[Source records]
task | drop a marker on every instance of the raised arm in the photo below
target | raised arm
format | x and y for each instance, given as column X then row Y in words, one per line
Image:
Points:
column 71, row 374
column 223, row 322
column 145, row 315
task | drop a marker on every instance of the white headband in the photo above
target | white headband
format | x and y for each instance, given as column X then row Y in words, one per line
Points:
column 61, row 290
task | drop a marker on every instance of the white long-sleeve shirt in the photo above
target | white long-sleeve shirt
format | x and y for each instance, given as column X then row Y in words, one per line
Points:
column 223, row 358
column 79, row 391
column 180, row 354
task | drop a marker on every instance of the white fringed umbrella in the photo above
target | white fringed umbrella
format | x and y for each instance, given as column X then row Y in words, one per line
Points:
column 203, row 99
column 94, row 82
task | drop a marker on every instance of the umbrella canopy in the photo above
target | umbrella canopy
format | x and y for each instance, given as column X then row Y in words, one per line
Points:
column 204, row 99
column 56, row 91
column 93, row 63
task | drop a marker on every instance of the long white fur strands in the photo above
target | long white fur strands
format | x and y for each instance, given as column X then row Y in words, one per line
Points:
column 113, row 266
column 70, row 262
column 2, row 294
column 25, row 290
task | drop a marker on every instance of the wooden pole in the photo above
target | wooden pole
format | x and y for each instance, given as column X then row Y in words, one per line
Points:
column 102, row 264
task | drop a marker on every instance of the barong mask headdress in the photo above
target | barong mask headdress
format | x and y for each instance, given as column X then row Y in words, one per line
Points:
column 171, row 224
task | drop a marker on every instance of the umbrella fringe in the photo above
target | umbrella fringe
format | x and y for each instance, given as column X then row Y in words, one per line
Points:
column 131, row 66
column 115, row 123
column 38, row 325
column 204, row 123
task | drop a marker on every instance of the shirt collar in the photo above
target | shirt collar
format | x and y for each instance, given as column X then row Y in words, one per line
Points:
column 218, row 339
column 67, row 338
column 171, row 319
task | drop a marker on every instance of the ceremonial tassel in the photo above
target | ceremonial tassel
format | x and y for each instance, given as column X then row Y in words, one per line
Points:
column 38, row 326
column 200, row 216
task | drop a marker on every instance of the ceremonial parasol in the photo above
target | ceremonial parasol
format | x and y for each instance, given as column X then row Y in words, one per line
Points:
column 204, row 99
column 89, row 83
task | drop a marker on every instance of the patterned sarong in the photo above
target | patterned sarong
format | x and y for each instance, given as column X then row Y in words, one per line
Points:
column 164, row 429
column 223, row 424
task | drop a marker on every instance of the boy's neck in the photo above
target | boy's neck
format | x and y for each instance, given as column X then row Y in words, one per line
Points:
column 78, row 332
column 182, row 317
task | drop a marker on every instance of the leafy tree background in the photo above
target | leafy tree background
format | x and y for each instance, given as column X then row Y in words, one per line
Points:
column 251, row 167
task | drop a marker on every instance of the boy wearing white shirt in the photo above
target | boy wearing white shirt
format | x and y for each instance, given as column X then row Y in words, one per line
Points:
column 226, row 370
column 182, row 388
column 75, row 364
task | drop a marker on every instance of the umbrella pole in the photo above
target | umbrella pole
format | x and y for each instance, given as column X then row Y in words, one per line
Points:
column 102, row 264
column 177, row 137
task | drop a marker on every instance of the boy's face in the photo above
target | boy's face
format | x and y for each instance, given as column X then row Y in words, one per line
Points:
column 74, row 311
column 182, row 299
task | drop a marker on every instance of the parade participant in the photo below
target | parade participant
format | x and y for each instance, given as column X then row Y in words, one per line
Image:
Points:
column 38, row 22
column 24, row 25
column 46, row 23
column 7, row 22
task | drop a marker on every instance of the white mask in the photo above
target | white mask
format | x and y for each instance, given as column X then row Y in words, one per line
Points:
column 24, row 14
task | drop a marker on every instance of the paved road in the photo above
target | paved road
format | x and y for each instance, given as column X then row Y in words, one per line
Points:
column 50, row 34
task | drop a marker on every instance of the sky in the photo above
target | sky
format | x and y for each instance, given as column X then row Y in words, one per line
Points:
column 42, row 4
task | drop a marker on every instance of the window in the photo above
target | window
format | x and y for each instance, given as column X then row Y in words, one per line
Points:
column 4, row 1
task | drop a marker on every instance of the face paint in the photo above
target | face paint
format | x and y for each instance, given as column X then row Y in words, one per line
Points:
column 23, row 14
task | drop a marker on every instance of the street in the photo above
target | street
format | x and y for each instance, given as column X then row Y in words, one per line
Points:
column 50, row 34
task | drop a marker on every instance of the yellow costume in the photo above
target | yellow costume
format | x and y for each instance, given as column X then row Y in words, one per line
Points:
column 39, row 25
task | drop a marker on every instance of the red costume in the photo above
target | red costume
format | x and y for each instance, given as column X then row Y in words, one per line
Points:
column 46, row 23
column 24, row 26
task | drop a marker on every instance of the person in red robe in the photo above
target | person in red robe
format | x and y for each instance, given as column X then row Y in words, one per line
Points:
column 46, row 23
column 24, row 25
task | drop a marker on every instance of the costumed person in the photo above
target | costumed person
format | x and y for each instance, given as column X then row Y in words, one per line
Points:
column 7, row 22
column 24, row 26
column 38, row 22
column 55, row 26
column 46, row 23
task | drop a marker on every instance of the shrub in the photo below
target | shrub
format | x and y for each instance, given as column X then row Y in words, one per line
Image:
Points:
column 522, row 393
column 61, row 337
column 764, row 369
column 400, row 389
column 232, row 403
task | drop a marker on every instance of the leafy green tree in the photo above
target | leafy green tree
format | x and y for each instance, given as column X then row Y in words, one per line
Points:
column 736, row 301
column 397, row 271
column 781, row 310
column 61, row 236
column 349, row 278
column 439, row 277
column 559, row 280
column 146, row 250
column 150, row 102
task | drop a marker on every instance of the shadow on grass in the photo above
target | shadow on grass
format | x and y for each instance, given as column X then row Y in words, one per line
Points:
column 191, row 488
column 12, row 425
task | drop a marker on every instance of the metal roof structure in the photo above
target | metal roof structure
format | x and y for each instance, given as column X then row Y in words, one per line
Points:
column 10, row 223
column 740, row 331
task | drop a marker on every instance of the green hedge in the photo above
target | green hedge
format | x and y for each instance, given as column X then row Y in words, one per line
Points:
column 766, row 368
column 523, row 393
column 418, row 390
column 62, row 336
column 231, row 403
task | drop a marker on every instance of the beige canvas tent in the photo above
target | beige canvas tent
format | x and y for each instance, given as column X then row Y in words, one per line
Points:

Short exercise -
Output, unchanged, the lines from the line with "task | drop a marker on every instance of the shrub" through the final line of the material.

Exercise response -
task | drop a marker on every instance of the shrub in the photo below
target | shrub
format | x and y for each instance, given as column X then row Y in words, one per line
Image:
Points:
column 522, row 393
column 61, row 337
column 764, row 369
column 400, row 389
column 232, row 403
task | drop a marker on every instance of the leafy green tree in the photo above
target | leafy green tree
format | x and y for each instance, given as column X then row Y in words, one per line
Points:
column 736, row 301
column 397, row 271
column 781, row 310
column 61, row 236
column 349, row 278
column 439, row 277
column 559, row 280
column 146, row 250
column 150, row 102
task | drop a marker on every instance of the shadow on grass in the photo above
target | shadow on grass
format | x and y for each instance, given as column X then row Y in words, one per line
Points:
column 191, row 488
column 12, row 425
task | drop a marker on every instance of the metal roof structure in the photo above
target | metal roof structure
format | x and y for each instance, given as column X then row Y in words, one per line
Points:
column 10, row 223
column 740, row 331
task | drop a marker on every instance of the green hedge in the photo above
target | green hedge
format | x and y for each instance, given as column X then row Y in words, one per line
Points:
column 766, row 368
column 523, row 393
column 418, row 390
column 62, row 336
column 231, row 403
task | drop a marker on every instance of the beige canvas tent in the photo above
target | beige canvas tent
format | x and y for each instance, given as column X then row Y in words, one per line
Points:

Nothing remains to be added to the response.